**Required action**
Please return every record below exactly as it stands.
**** Record extracts
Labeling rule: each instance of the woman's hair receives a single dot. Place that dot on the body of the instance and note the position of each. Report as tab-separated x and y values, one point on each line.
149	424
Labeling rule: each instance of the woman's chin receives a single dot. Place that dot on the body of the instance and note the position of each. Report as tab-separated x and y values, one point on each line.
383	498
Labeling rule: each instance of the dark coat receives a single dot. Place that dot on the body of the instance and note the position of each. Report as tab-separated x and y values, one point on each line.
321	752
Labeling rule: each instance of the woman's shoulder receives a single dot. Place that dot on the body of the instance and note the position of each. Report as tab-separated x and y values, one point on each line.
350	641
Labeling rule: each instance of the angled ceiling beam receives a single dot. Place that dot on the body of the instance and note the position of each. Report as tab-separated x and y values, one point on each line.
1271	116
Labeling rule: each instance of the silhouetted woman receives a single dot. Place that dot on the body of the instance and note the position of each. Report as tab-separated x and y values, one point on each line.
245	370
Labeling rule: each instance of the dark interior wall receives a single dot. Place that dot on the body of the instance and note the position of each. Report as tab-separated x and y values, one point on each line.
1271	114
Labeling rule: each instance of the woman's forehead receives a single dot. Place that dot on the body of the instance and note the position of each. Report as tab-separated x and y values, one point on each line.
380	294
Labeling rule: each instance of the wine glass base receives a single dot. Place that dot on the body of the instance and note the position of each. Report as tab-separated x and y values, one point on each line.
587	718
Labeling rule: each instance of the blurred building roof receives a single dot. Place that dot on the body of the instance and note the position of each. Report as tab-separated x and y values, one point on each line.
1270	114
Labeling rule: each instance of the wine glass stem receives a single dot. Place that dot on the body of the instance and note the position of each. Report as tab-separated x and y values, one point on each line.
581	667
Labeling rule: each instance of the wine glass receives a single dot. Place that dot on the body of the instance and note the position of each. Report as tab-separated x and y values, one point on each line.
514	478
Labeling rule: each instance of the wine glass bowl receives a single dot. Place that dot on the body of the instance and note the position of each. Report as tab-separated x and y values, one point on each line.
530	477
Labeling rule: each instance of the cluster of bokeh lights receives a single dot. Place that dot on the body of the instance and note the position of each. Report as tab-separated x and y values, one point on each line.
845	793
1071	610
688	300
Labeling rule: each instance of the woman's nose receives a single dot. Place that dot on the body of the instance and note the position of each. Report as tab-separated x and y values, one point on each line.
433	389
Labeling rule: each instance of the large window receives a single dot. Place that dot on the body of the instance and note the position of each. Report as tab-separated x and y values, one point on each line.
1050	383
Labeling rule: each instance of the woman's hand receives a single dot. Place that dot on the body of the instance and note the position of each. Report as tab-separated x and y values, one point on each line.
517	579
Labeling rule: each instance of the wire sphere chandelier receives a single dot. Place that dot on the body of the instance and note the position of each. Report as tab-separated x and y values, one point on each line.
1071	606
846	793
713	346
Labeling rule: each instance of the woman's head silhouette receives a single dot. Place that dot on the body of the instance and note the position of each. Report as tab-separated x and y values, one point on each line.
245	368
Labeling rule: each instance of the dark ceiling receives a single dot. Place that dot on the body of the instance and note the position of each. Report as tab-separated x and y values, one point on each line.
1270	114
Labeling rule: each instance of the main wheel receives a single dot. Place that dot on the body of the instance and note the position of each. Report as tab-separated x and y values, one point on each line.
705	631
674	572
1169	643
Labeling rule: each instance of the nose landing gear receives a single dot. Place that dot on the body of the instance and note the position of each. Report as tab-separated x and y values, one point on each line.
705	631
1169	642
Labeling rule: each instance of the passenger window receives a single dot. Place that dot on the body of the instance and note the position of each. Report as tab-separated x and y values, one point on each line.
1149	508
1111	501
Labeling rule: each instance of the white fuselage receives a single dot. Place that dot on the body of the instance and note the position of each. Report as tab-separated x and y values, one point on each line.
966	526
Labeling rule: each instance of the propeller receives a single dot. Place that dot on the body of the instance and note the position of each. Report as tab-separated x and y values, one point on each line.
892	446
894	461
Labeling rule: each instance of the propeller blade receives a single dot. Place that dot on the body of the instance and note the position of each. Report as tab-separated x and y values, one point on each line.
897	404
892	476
********
**Written answer**
Labeling rule: each instance of the woman's hair receives a single dot. Place that dot on the body of the instance and note the position of each. Report as tab-separated x and y values, one point on each line.
149	424
Labeling rule: each instance of the woman's chin receives a single dot. Place that dot on the body of the instance and note the position of each. Report as tab-separated x and y values, one point on each line.
383	498
Labeling rule: each instance of the dark coat receives a single dot. Place that dot on the body of the instance and note the position of each. Report as tab-separated x and y values, one point on each line.
321	752
Labeling rule: each instance of the woman's shoulder receives a single dot. Place that dot on the body of the instance and note the position of each. Report as tab-separated x and y values, one point on each line.
350	641
Labeling rule: each instance of the angled ceiling beam receives a single dot. Place that dot on the body of the instance and note the position of each. Report as tab-separated x and y values, one point on each line.
1271	116
Labeling rule: each instance of the silhouetted woman receives a single dot. Place that dot on the body of the instance and note the position of each. Report as tab-separated x and y values, one point on each line.
245	370
Labeling rule: each instance of the dark interior wall receives a single dot. Place that dot on the body of the instance and note the position of each. Report as tab-separated x and y values, one point on each line.
1271	114
Labeling rule: each instance of the woman's forehead receives a single dot. Place that dot on the body of the instance and note the position of each. Report as tab-separated x and y values, one point on each line.
380	294
Labeling rule: each instance of the wine glass base receives a single dot. Place that dot on the body of the instance and note the position of each. Report as tab-separated x and y values, one point on each line.
587	718
Labeling rule: each instance of the blurred building roof receives a single dot. Place that dot on the body of the instance and note the position of each. Report as tab-separated x and y values, one point on each line.
1270	114
Labeling rule: each instance of the wine glass stem receives a single dot. Place that dot on the body of the instance and note the position of each. Report as tab-separated x and y values, one point on each line.
581	667
Labeling rule: each instance of the wine glass receives a single dot. Place that dot on the body of the instance and note the position of each. Report as tab-separated x and y values, one point on each line.
514	478
Labeling rule: each instance of the wine glass bowl receives a single dot. Place that dot on the body of the instance and note the position of each. Report as tab-separated x and y values, one point on each line.
530	477
Labeling rule: each instance of the cluster of bokeh lights receives a single dot. Place that dot on the body of the instance and note the position of each. Report as tab-separated x and y values, one point on each line.
845	793
1071	610
688	300
Labeling rule: each instance of the woman's nose receives a single dot. Place that dot on the body of the instance and note the position of each. Report as tab-separated x and y values, one point on each line.
433	389
Labeling rule: each instance of the large window receives a single dot. Place that dot on the body of the instance and note the position of each. Report as tab-separated x and y values, one point on each line.
1050	383
Labeling rule: each instance of the woman's hand receives a single dot. Place that dot on the body of the instance and note the position of each. Report as tab-separated x and y values, one point on each line.
517	579
Labeling rule: each instance of the wire sphere chandelier receives a single dot. Place that dot on the body of the instance and note the position of each. Report as tab-separated x and y values, one point on each line.
1071	606
846	793
713	346
Labeling rule: each instance of the woman's head silhouette receives a single dot. Place that dot on the body of the instance and note the position of each. Report as tab-separated x and y values, one point on each line.
245	368
Labeling rule: each instance of the dark ceiling receives a single dot. Place that dot on the body of the instance and note the position of each. Report as tab-separated x and y values, one point on each line.
1270	114
Labeling rule: each instance of the main wheel receives a single dot. Place that dot on the body of the instance and note the position of each. Report as tab-separated x and y values, one point on each line.
705	631
674	572
1169	643
Labeling rule: each instance of the nose landing gear receives a single dot. Place that dot on the body of the instance and note the position of each. Report as tab-separated x and y values, one point on each line.
705	631
1169	642
Labeling rule: each instance of the passenger window receives a single dot. Place that dot on the body of the instance and note the position of each. Report as tab-separated x and y values, one point on each line.
1149	508
1111	501
Labeling rule: each instance of the white fuselage receives a single dot. Place that dot on the body of the instance and note the position of each. Report as tab-separated x and y values, one point on each line.
966	526
Labeling rule: each instance of the propeller receives a single dot. Place that dot on the body of the instance and note the position of each. Report as tab-separated x and y values, one point on each line.
892	446
894	461
Labeling rule: each instance of the propeller blade receives a single dot. Place that dot on the body of the instance and note the position of each. Report as tab-separated x and y values, one point on each line.
897	404
892	476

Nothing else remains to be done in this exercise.